* Task instructions:
a. According to the biography of sculptor Pietro Magni, why can his Girl Reading be seen in Lisbon when the original is in Milan? Answer in one to three sentences.
b. In the biography of sculptor Pietro Magni, rewrite the part from "Pietro Magni (October" to "in the 1860s.", replacing "Girl Reading" with "Reading Girl".
c. Carry on the biography of sculptor Pietro Magni from the point where it stops.

* Given passage:
Pietro Magni (October 21, 1817 - January 20, 1877) was an Italian sculptor.  Born in Milan, he studied at that city's Accademia di Belle Arti di Brera before moving to the workshop of Abbondio Sangiorgio.  Later in his career he became influenced by Tuscan sculptor Lorenzo Bartolini, whose work he first encountered in 1837.  He traveled to study in Rome, joining Giuseppe Garibaldi in 1849.  He is best known for his Girl Reading, first carved in 1856; today the original may be seen in Galleria d'Arte Moderna, Milan, while copies exist in numerous other museum collections, e.g. in Palácio Nacional da Ajuda, Lisbon.  Among Magni's other works are a public monument to Leonardo da Vinci on Piazza della Scala and several marble sculpture groups; he also executed statues for the Milan Cathedral in the 1860s.

Collected data entries
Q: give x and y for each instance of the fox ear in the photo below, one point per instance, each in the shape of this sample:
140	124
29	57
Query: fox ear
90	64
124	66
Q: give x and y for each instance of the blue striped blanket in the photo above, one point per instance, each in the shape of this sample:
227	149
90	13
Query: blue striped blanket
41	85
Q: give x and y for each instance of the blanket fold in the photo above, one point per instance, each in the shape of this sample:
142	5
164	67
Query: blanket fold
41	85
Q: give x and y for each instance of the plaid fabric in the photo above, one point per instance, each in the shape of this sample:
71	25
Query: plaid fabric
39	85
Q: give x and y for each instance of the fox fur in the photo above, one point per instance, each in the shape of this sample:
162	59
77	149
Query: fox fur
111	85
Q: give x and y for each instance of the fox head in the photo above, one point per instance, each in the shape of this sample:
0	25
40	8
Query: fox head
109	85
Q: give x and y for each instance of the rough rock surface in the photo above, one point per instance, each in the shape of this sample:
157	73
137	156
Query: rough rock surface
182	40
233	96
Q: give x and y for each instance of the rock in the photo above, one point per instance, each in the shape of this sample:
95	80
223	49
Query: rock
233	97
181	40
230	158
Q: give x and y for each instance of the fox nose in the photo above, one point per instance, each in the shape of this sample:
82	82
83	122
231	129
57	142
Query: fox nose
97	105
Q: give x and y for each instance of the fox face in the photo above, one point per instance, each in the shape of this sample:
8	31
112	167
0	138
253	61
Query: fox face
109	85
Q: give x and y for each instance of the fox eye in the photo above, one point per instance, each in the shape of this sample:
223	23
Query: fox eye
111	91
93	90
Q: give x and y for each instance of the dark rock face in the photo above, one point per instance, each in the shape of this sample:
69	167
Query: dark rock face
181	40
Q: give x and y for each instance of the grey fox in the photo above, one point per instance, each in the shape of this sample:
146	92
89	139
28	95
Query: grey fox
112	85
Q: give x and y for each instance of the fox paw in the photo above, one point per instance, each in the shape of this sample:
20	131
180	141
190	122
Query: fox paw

* Results of the exercise:
a. The original Girl Reading is held in the Galleria d'Arte Moderna in Milan, but copies of it exist in numerous other museum collections. One of those copies is in the Palácio Nacional da Ajuda in Lisbon.

b.
Pietro Magni (October 21, 1817 - January 20, 1877) was an Italian sculptor.  Born in Milan, he studied at that city's Accademia di Belle Arti di Brera before moving to the workshop of Abbondio Sangiorgio.  Later in his career he became influenced by Tuscan sculptor Lorenzo Bartolini, whose work he first encountered in 1837.  He traveled to study in Rome, joining Giuseppe Garibaldi in 1849.  He is best known for his Reading Girl, first carved in 1856; today the original may be seen in Galleria d'Arte Moderna, Milan, while copies exist in numerous other museum collections, e.g. in Palácio Nacional da Ajuda, Lisbon.  Among Magni's other works are a public monument to Leonardo da Vinci on Piazza della Scala and several marble sculpture groups; he also executed statues for the Milan Cathedral in the 1860s.

c.
Magni died in Milan in 1877.

See also 

 La lettrice
 Giovanni Battista Niccolini

References

Pietro Magni at Answers.com
 http://www.palacioajuda.pt/pt-PT/coleccoes/escultura/ContentDetail.aspx?id=216
Julius Bryant, 'Bergonzoli's Amor degli angeli: the Victorian taste for contemporary Latin Sculpture', Apollo, CLVI (2002): 16–21.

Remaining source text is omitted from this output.